--- MATERIAL TO PROCESS ---

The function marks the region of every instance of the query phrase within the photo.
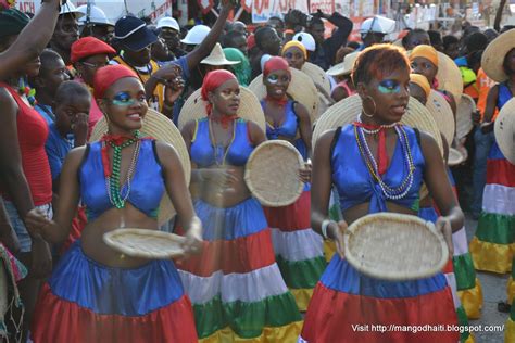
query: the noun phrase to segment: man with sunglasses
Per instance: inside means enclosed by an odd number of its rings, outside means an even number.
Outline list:
[[[49,43],[50,48],[61,55],[72,77],[75,76],[75,71],[72,67],[70,54],[72,45],[78,39],[77,20],[83,15],[71,1],[63,4]]]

---

TASK BRIEF :: Count the lines in the material above that contain the string "query", and give only that number.

IN RESPONSE :: 2